» **YOUR TASK**:
Update the lines below by replacing each occurrence of "vertex pairs" with "coordinate pairs". Leave everything else unchanged.

» **DATA PROVIDED**:

▼

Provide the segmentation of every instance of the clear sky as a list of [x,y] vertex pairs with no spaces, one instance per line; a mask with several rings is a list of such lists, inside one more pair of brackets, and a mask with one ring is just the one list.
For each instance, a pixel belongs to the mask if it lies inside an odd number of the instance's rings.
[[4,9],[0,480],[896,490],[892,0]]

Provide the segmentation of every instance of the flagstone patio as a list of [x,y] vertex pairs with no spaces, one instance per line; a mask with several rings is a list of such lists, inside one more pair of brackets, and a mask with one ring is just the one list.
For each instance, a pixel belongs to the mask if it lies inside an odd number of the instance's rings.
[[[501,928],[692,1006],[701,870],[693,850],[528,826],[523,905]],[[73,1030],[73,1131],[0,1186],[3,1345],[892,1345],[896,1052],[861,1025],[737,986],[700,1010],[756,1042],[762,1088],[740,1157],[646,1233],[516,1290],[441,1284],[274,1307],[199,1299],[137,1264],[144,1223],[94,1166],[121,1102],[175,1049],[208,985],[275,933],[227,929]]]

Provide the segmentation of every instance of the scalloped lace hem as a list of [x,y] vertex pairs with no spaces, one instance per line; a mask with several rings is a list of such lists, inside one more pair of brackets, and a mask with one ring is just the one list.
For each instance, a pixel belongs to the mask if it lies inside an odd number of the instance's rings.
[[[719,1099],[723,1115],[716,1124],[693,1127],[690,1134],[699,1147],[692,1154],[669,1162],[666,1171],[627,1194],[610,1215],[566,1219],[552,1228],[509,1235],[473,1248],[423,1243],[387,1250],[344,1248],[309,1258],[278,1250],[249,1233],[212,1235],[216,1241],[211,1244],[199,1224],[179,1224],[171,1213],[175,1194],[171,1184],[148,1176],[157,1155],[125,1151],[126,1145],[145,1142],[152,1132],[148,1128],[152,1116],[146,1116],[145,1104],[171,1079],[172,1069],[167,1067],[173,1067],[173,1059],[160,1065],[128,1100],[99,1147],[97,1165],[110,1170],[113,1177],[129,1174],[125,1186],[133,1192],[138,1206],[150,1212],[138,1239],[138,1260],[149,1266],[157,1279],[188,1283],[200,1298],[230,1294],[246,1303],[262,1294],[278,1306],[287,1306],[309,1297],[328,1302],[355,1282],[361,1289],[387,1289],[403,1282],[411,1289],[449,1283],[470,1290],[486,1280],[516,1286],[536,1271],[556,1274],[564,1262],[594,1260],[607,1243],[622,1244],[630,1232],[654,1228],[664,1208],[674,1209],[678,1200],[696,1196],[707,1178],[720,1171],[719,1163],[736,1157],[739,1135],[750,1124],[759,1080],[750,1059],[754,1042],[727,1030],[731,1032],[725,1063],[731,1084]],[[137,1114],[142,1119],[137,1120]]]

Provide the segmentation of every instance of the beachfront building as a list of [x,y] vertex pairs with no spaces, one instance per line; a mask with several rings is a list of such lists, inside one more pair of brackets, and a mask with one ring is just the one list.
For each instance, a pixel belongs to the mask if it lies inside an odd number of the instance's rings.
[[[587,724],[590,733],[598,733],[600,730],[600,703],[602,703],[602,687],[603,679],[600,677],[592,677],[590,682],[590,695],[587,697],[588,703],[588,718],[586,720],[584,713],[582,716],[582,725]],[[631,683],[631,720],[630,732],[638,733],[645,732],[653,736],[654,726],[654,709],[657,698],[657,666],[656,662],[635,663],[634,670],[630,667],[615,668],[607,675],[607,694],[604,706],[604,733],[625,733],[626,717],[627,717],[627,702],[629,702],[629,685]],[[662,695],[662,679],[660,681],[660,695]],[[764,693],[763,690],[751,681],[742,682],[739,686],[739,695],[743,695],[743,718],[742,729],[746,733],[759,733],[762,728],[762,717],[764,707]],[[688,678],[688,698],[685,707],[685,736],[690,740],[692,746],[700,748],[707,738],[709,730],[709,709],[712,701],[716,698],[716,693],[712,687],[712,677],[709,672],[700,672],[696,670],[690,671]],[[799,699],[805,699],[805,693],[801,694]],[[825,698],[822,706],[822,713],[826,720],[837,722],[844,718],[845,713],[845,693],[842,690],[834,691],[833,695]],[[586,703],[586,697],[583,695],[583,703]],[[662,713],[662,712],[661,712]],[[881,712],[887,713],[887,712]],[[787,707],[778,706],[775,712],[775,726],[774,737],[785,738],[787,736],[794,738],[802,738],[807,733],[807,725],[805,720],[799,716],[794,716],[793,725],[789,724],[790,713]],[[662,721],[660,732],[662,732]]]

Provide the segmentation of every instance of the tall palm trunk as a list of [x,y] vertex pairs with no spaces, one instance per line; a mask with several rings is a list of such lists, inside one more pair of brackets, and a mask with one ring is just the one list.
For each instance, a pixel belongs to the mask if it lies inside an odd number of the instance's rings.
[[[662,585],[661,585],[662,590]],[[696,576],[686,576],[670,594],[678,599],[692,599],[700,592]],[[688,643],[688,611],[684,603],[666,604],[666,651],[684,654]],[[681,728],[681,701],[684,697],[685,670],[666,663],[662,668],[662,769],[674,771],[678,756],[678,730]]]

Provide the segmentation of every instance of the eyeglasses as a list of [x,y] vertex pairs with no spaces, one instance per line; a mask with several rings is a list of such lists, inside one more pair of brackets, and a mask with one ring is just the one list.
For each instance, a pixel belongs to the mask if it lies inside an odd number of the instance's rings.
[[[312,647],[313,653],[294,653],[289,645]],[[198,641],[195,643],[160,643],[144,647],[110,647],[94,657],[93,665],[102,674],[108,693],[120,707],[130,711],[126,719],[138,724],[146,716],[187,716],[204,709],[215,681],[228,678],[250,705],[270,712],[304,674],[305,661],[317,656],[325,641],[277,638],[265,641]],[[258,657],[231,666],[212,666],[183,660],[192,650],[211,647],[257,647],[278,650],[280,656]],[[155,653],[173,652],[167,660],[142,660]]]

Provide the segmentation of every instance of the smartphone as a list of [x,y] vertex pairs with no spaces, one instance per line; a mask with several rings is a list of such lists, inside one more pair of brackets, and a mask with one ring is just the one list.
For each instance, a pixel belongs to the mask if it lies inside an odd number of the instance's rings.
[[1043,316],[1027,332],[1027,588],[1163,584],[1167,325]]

▲

» **WRITTEN SOLUTION**:
Provide the segmentation of every instance of the clear sky as a list of [x,y] coordinate pairs with no spaces, one instance per line; a mask with several rings is a list of such lists, inside one more pair of brackets, and a mask with one ring is just the one list.
For each instance, a pixel belongs to the mask if it lies inside an odd number of the instance's rings.
[[4,9],[0,480],[896,490],[892,0]]

Provide the segmentation of every instance of the flagstone patio as a list of [x,y] coordinate pairs with no spaces, one instance per line; a mask with several rings is a list of such lists, inside one more pair of brackets, and a mask with one ring is just the one list.
For each instance, a pixel belongs to the mask if it lies inside an odd number of the instance's rings.
[[[501,928],[692,1006],[701,870],[693,850],[528,826],[523,905]],[[73,1030],[73,1131],[0,1186],[3,1345],[892,1345],[896,1052],[861,1025],[737,986],[700,1010],[756,1042],[762,1088],[740,1157],[646,1233],[516,1290],[441,1284],[274,1307],[199,1299],[137,1264],[144,1223],[94,1166],[121,1102],[175,1049],[208,985],[275,933],[227,929]]]

Provide the segmentation of every instance of the scalloped lace hem as a list of [x,y] coordinate pairs with no spaces, one instance per line; a mask with several rings is a list of such lists, inside one more pair of brackets, and a mask with one ring is just the one list.
For each instance, a pixel belongs to the mask if it lies inside an odd number of the instance's rings.
[[[719,1099],[723,1115],[716,1124],[693,1127],[690,1134],[699,1147],[692,1154],[669,1162],[666,1171],[627,1194],[610,1215],[566,1219],[552,1228],[509,1235],[473,1248],[423,1243],[387,1250],[344,1248],[309,1258],[278,1250],[249,1233],[212,1235],[216,1241],[211,1244],[199,1224],[179,1224],[171,1213],[175,1194],[171,1184],[148,1176],[157,1155],[125,1151],[126,1145],[145,1142],[152,1132],[148,1128],[152,1116],[146,1116],[145,1104],[171,1079],[172,1069],[167,1067],[173,1067],[173,1059],[160,1065],[128,1100],[99,1147],[97,1165],[110,1170],[113,1177],[129,1174],[125,1186],[133,1192],[138,1206],[150,1212],[138,1239],[138,1260],[149,1266],[157,1279],[188,1283],[200,1298],[230,1294],[246,1303],[262,1294],[278,1306],[287,1306],[309,1297],[328,1302],[355,1282],[361,1289],[387,1289],[403,1282],[411,1289],[449,1283],[470,1290],[486,1280],[516,1286],[536,1271],[556,1274],[564,1262],[594,1260],[607,1243],[622,1244],[630,1232],[654,1228],[664,1208],[674,1209],[678,1200],[696,1196],[707,1178],[720,1171],[719,1163],[736,1157],[739,1135],[750,1124],[759,1080],[750,1059],[754,1042],[727,1030],[731,1032],[725,1063],[731,1084]],[[137,1114],[142,1119],[137,1120]]]

Provide the segmentation of every instance of the beachfront building as a list of [x,y] coordinate pairs with no spaces, one instance per line; a mask with several rings is a list of such lists, inside one more pair of brackets, and a mask with one ring is just the one list.
For each instance, a pixel belongs to the mask if it lies inside an odd number of the instance's rings.
[[[587,724],[590,733],[598,733],[600,730],[600,703],[602,703],[602,687],[603,679],[600,677],[592,677],[590,682],[590,695],[587,697],[588,703],[588,718],[586,720],[584,713],[582,716],[582,725]],[[631,683],[631,720],[630,732],[638,733],[645,732],[653,736],[654,726],[654,709],[657,698],[657,666],[656,662],[635,663],[634,670],[630,667],[615,668],[607,675],[607,694],[604,706],[604,733],[625,733],[626,717],[627,717],[627,702],[629,702],[629,685]],[[662,695],[662,679],[660,681],[660,695]],[[764,693],[763,690],[751,681],[742,682],[739,686],[739,695],[743,695],[743,718],[742,729],[746,733],[759,733],[762,728],[762,717],[764,707]],[[688,678],[688,698],[685,707],[685,736],[690,740],[692,746],[700,748],[707,738],[709,730],[709,709],[712,701],[716,698],[716,693],[712,687],[712,677],[709,672],[700,672],[696,670],[690,671]],[[799,699],[805,699],[805,693],[801,694]],[[825,698],[822,706],[822,713],[826,720],[837,722],[844,718],[845,713],[845,693],[842,690],[834,691],[833,695]],[[586,703],[586,697],[583,695],[583,703]],[[662,713],[662,712],[661,712]],[[881,712],[887,713],[887,712]],[[787,707],[778,706],[775,712],[775,726],[774,737],[785,738],[787,736],[794,738],[802,738],[807,733],[807,725],[805,720],[799,716],[794,716],[793,725],[789,724],[790,713]],[[662,721],[660,732],[662,732]]]

Provide the segmentation of every instance of the tall palm trunk as a list of [x,y] coordinate pairs with no spaces, one instance per line; a mask with several rings is a list of such lists, inside one more pair of brackets, and a mask with one ring is just the one list.
For each instance, a pixel belongs to the mask if it lies inside an odd number of the instance's rings.
[[[662,585],[661,585],[662,590]],[[696,576],[686,576],[670,594],[678,599],[692,599],[700,592]],[[688,643],[688,611],[684,603],[666,604],[666,651],[684,654]],[[681,728],[681,701],[684,697],[685,670],[666,663],[662,668],[662,769],[674,771],[678,756],[678,730]]]

Provide the segmentation of every instance of the eyeglasses as a list of [x,y] coordinate pairs with no spaces, one instance per line; a mask with several rings is a list of such lists, inside one more pair of brackets, and a mask with one ring is just the one list.
For each instance, a pixel belongs to the mask if it lies inside an odd number of the instance's rings.
[[[312,647],[313,653],[294,653],[289,645]],[[198,641],[195,643],[160,643],[144,647],[110,647],[94,657],[93,665],[102,674],[108,693],[120,707],[130,711],[126,719],[138,724],[146,716],[187,716],[204,709],[215,681],[228,678],[250,705],[270,712],[304,674],[305,661],[317,656],[325,641],[277,638],[265,641]],[[258,657],[231,666],[212,666],[183,660],[192,650],[211,647],[257,647],[278,650],[280,656]],[[155,653],[173,652],[167,660],[142,660]]]

Provide the segmentation of every instance of the smartphone as a list of [x,y] coordinate pairs with no spaces, one instance per line; a mask with several rings is a list of such lists, inside one more pair of brackets, and a mask with one ring is just the one list.
For each instance, a pixel belongs to the mask if it lies inside an odd number of the instance's rings.
[[1043,316],[1027,332],[1027,588],[1163,584],[1167,325]]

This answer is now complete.